[start of RECORDS FOR THE EXERCISE]

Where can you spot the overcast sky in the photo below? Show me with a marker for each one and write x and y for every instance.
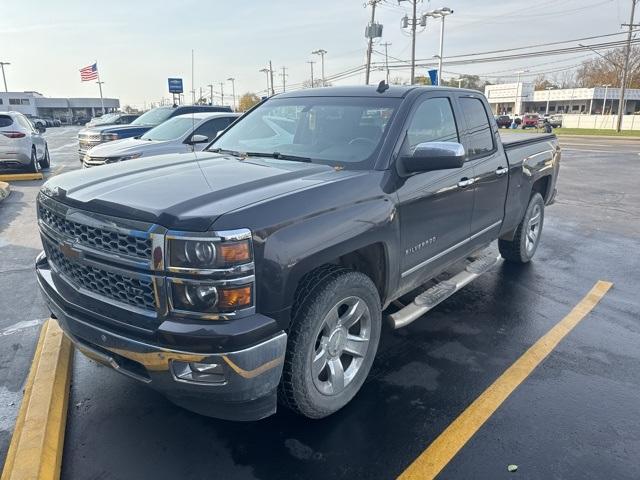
(138, 44)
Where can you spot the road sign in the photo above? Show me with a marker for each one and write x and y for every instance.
(175, 85)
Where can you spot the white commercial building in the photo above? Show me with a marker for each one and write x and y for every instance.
(66, 109)
(519, 98)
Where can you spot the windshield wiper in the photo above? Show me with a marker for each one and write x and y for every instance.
(280, 156)
(230, 152)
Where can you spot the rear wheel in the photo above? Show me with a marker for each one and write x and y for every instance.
(332, 344)
(46, 160)
(527, 237)
(34, 165)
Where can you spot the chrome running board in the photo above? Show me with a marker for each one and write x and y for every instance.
(441, 291)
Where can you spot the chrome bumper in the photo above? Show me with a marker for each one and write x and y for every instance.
(247, 390)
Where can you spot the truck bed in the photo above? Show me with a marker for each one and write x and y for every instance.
(512, 140)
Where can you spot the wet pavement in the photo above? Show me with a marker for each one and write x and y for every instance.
(577, 416)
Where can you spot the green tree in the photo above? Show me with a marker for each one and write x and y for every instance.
(247, 101)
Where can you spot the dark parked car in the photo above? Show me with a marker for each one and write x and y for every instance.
(92, 136)
(259, 269)
(503, 121)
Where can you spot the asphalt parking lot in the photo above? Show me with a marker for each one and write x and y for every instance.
(576, 417)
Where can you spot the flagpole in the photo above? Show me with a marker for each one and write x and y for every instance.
(100, 86)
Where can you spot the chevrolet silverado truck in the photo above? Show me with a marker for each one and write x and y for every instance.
(258, 272)
(94, 135)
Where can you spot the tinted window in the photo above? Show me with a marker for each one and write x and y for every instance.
(480, 135)
(5, 121)
(433, 121)
(210, 128)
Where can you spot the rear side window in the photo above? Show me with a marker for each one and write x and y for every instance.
(433, 121)
(480, 137)
(5, 121)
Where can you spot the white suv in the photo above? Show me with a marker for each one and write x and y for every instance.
(21, 143)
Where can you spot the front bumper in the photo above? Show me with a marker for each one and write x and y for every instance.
(246, 392)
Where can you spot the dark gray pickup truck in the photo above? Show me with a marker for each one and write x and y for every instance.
(260, 270)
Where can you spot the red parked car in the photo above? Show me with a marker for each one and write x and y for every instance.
(530, 120)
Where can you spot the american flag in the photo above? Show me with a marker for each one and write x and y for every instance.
(89, 73)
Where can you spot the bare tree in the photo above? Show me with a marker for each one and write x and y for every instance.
(608, 70)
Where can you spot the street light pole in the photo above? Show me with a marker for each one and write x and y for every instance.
(548, 89)
(2, 64)
(604, 103)
(233, 91)
(322, 53)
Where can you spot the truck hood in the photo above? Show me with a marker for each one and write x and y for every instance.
(184, 191)
(130, 146)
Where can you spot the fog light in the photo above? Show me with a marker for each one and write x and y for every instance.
(199, 372)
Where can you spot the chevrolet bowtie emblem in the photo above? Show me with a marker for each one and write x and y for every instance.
(68, 251)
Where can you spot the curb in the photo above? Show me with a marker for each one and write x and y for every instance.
(38, 436)
(5, 190)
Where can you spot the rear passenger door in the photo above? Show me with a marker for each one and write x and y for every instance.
(434, 207)
(490, 166)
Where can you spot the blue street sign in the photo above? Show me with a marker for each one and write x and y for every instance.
(175, 85)
(433, 75)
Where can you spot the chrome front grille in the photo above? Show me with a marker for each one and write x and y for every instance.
(114, 286)
(95, 237)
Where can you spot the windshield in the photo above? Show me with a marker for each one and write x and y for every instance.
(172, 129)
(153, 117)
(344, 131)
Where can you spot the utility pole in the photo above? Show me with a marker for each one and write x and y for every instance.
(266, 70)
(440, 13)
(627, 53)
(386, 58)
(273, 91)
(311, 62)
(322, 53)
(233, 91)
(284, 80)
(2, 64)
(604, 103)
(371, 32)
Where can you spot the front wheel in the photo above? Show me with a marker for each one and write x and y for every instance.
(46, 160)
(332, 343)
(34, 165)
(527, 237)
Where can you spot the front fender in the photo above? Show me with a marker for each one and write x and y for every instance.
(297, 248)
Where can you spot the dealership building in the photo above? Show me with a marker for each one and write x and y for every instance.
(65, 109)
(519, 98)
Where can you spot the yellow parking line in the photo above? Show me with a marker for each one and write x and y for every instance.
(38, 437)
(11, 177)
(459, 432)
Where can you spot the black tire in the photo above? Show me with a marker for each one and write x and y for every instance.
(34, 165)
(311, 392)
(527, 237)
(46, 160)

[end of RECORDS FOR THE EXERCISE]

* [WHAT YOU ARE ASKED TO DO]: Pictures are not part of the copy; output everything else in the records exactly.

* [EXERCISE ANSWER]:
Where can you spot the overcast sky in the photo below? Show me with a marker for each one and write x and y for every instance.
(138, 44)
Where can you spot the road sign in the photo above? Show me with a marker for each one and write x and y for every instance.
(175, 85)
Where can you spot the white commercial building in the photo above? Show me with a marker for each one and write x and y for every instance.
(66, 109)
(519, 98)
Where can you spot the windshield wiper in the photo above? Show me with a marker for each one and write x and y for every instance.
(280, 156)
(230, 152)
Where can you spot the rear wheel in the photo above? Show me with a marker for each one and write x and y for every instance.
(332, 344)
(46, 160)
(527, 237)
(34, 165)
Where can you spot the chrome running board in the photo above? Show me with a marker for each one and write x and y for every instance.
(441, 291)
Where can you spot the chrome bumper in the photo above? Show me with a marker for each one and write x and y for every instance.
(247, 390)
Where can you spot the truck bed in the photo above? Show me with a marker for each one and write x and y for every instance.
(512, 140)
Where can you spot the wet pavement in the photo above? Show me with a marker for each one and write x and y for every instance.
(577, 416)
Where can you spot the green tree in the photo above? Show me with a marker for each one and write x and y for every instance.
(247, 101)
Where can you spot the dark parked car in the photo above? Show me with a marker for each one and write x and y for every instance.
(92, 136)
(259, 269)
(503, 121)
Where can you spot the asphalt parking lot in the photo above? Show me with a marker for each one and write x and y for every instance.
(576, 417)
Where can you spot the flagpole in the photo above? Show me with a marker for each one and write x and y for every instance.
(100, 86)
Where can you spot the chevrolet silverado truck in the photo above? Show me with a marker for each one and write x and y for every instance.
(258, 272)
(94, 135)
Where can you spot the tinted window in the photo above? Show me with a marker for each one and write x and y for every instance.
(480, 135)
(5, 121)
(433, 121)
(210, 128)
Where can you spot the rear side window in the photo above? Show me with a marker for each one and write x and y for every instance.
(433, 121)
(480, 137)
(5, 121)
Where can you spot the white suv in the photo above? Show me with a marker for each one and write x and y for every instance.
(21, 143)
Where can you spot the front bumper in the photo above? Show me with a marker for each one and write x and y for every instance.
(246, 392)
Where can you spot the dark gray pickup truck in the photo above? Show me with a marker for each one and write x and y for every instance.
(260, 270)
Where can you spot the red parked car in the photo above? Show me with a marker for each one and write x and y for every instance.
(530, 120)
Where can you spot the american flag in the photo above? Show me with a marker for each one and write x and y for every instance.
(89, 73)
Where can you spot the bare tree in the photo above? Show me with a marker for each one and write x and y for every instance.
(608, 70)
Where can you spot the street light pole in the photo above? Show me with a marker for each one and write x and y for every instance.
(548, 89)
(2, 64)
(604, 103)
(233, 91)
(322, 53)
Where can you spot the truck hood in the photo above? Show me with a marker for each one and write x and y for every instance.
(184, 191)
(130, 146)
Where can you spot the fog light in the photo above? Show me with a marker for each one and write x and y for every instance.
(199, 372)
Where can you spot the chevrolet bowtie emblem in the photo above? Show me with a marker for each one and write x and y for every instance.
(68, 251)
Where can you spot the curb in the photo above? Show me with a marker for each one and write x and y for every instance.
(38, 436)
(5, 190)
Where can you spot the rear passenger door in the photo above? Show me with a marker for each one and write x and y for every instance.
(434, 207)
(490, 166)
Where can you spot the blue street sign in the photo above? Show me with a marker for each one and write x and y for every instance.
(175, 85)
(433, 75)
Where can you spot the chrome front grille in the photo above? Show me with a marker for each one and write x and y for every instance.
(114, 286)
(95, 237)
Where can you spot the windshield in the photo above? Show me with a marker for each one and write x and y for every instance.
(172, 129)
(153, 117)
(344, 131)
Where can you spot the utility pole in the photo above? Show me with a marker for each one and write x and y for every instance.
(266, 70)
(440, 13)
(627, 53)
(386, 58)
(273, 91)
(311, 62)
(322, 53)
(233, 91)
(284, 80)
(2, 64)
(604, 103)
(371, 32)
Where can you spot the front wheel in the photo above? Show me with a marker for each one and write x and y for every instance.
(46, 160)
(332, 343)
(34, 165)
(527, 237)
Where can you spot the front fender in the photo above? Show me with a marker for each one and write x and y for every instance.
(297, 248)
Where can you spot the dealership building in the photo above? Show me with a marker for each one and write x and y for every instance.
(65, 109)
(519, 98)
Where can you spot the yellow parking line in the photo above? Show me with a marker for each one and write x and y for every instance.
(38, 437)
(11, 177)
(459, 432)
Where can you spot the black tire in the photo above? Show me with a marker for each one and write x and y for every instance.
(34, 165)
(311, 392)
(527, 237)
(46, 160)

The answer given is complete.